- _Selected excerpt_
=-=-=

The **DataTransferStep** utilizes Azure Data Factory as a processing engine.

### Register input Datastore

This is where the training images are located.

In [None]:
from azureml.core import Datastore

# Create input data store
images_account = 'azureailabs'
images_container = 'aerialsmall'
datastore_name = 'input_data'
SAS_TOKEN="?sv=2018-03-28&ss=b&srt=co&sp=rdl&se=2019-12-31T08:42:04Z&st=2019-02-07T00:42:04Z&spr=https&sig=a1PW3b6%2FNvWWBo3m8luTQkdbyj%2FZW%2FBJDR9RFpjUf%2BQ%3D"

# Check if the datastore exists. If not create a new one
try:
    input_ds = Datastore.get(ws, datastore_name)
    print('Found existing datastore for input images:', input_ds.name)
except:
    input_ds = Datastore.register_azure_blob_container(workspace=ws, datastore_name=datastore_name,
                                            container_name=images_container,
                                            account_name=images_account,
                                            sas_token=SAS_TOKEN)
    print('Creating new datastore for input images')
    
print(input_ds.name, input_ds.datastore_type, input_ds.account_name, input_ds.container_name)

### Get the default Datastore

In [None]:
default_ds = Datastore(ws, "workspaceblobstore")
print("Blobstore's name: {}".format(default_ds.name))

### Create DataReferences

Data references point to specific locations within datastores.

In [None]:
from azureml.data.data_reference import DataReference

remote_data_ref = DataReference(
    datastore=input_ds,
    data_reference_name="remote_container",
    path_on_datastore=None)


In [None]:
images_data_ref = DataReference(
    datastore=default_ds,
    data_reference_name="input_images",
    path_on_datastore="input_images")


### Set up Data Factory Account

In [None]:
from azureml.core.compute import DataFactoryCompute
from azureml.exceptions import ComputeTargetException


data_factory_name = 'jkmlwsadf'

def get_or_create_data_factory(workspace, factory_name):
    try:
        return DataFactoryCompute(workspace, factory_name)
    except ComputeTargetException as e:
        if 'ComputeTargetNotFound' in e.message:
            print('Data factory not found, creating...')
            provisioning_config = DataFactoryCompute.provisioning_configuration()
            data_factory = ComputeTarget.create(workspace, factory_name, provisioning_config)
            data_factory.wait_for_completion()

=-=-=

- _Source material_
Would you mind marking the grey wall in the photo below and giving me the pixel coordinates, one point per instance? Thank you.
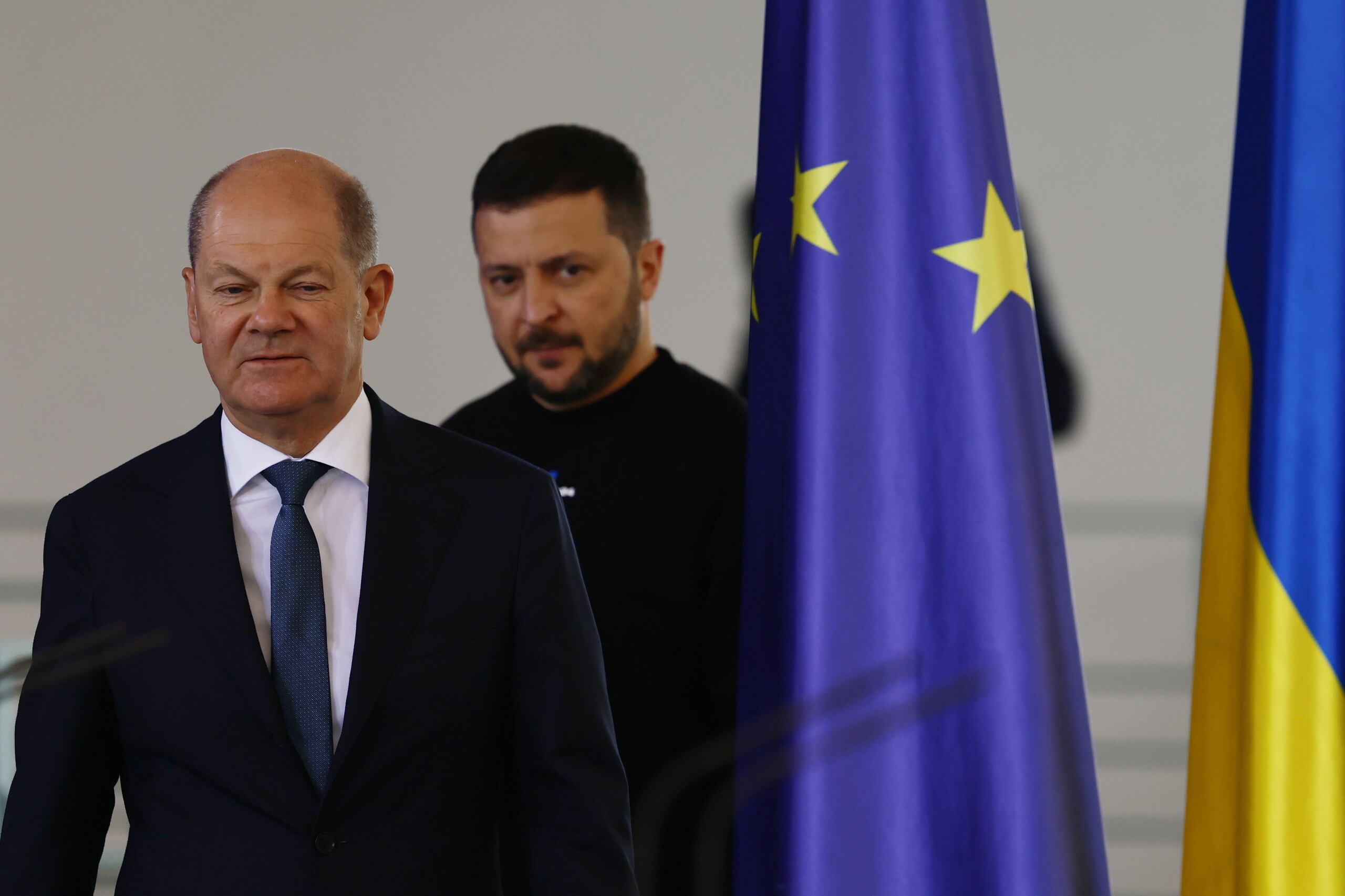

=-=-=

- _Exercises to complete_
1 > Pull out everything in the Azure ML notebook excerpt from "print('Found existing datastore" down to "for input images')".
2 > According to the Azure ML notebook excerpt, what does the DataTransferStep use as its processing engine?
3 > Carry on writing the Azure ML notebook excerpt from the point where it stops.
The material placed after the Azure ML notebook excerpt is separate from it.

- _Exercise responses_
1 >
print('Found existing datastore for input images:', input_ds.name)
except:
    input_ds = Datastore.register_azure_blob_container(workspace=ws, datastore_name=datastore_name,
                                            container_name=images_container,
                                            account_name=images_account,
                                            sas_token=SAS_TOKEN)
    print('Creating new datastore for input images')

2 > Azure Data Factory.

3 >
            return data_factory
        else:
            raise e
            
data_factory_compute = get_or_create_data_factory(ws, data_factory_name)

print("setup data factory account complete")

### Create DataTransferStep



In [None]:
from azureml.pipeline.steps import DataTransferStep

transfer_images_step = DataTransferStep(
    name="transfer_images",
    source_data_reference=remote_data_ref,
    destination_data_reference=images_data_ref,
    source_reference_type='directory',
    destination_reference_type='directory',
    allow_reuse=False,
    compute_target=data_factory_compute)

print("data transfer step created")

**Note**. At this point, there does not seem to be a way (at least it is not well ocumented) of sequentially linking DataTranserStep with PythonScriptStep in the same Pipeline. As such we will execute this step in a discrete Pipeline. 

In [None]:
from azureml.pipeline.core import Pipeline

pipeline = Pipeline(workspace=ws, steps=[transfer_images_step])
pipeline.validate()

In [None]:
from azureml.core import Experiment
from azureml.widgets import RunDetails

experiment_name = 'aerial-transfer-pipeline'
exp = Experiment(workspace=ws, name=experiment_name)

pipeline_run = exp.submit(pipeline)
RunDetails(pipeline_run).show()

#### Clean up

In [None]:
data_factory_compute.delete()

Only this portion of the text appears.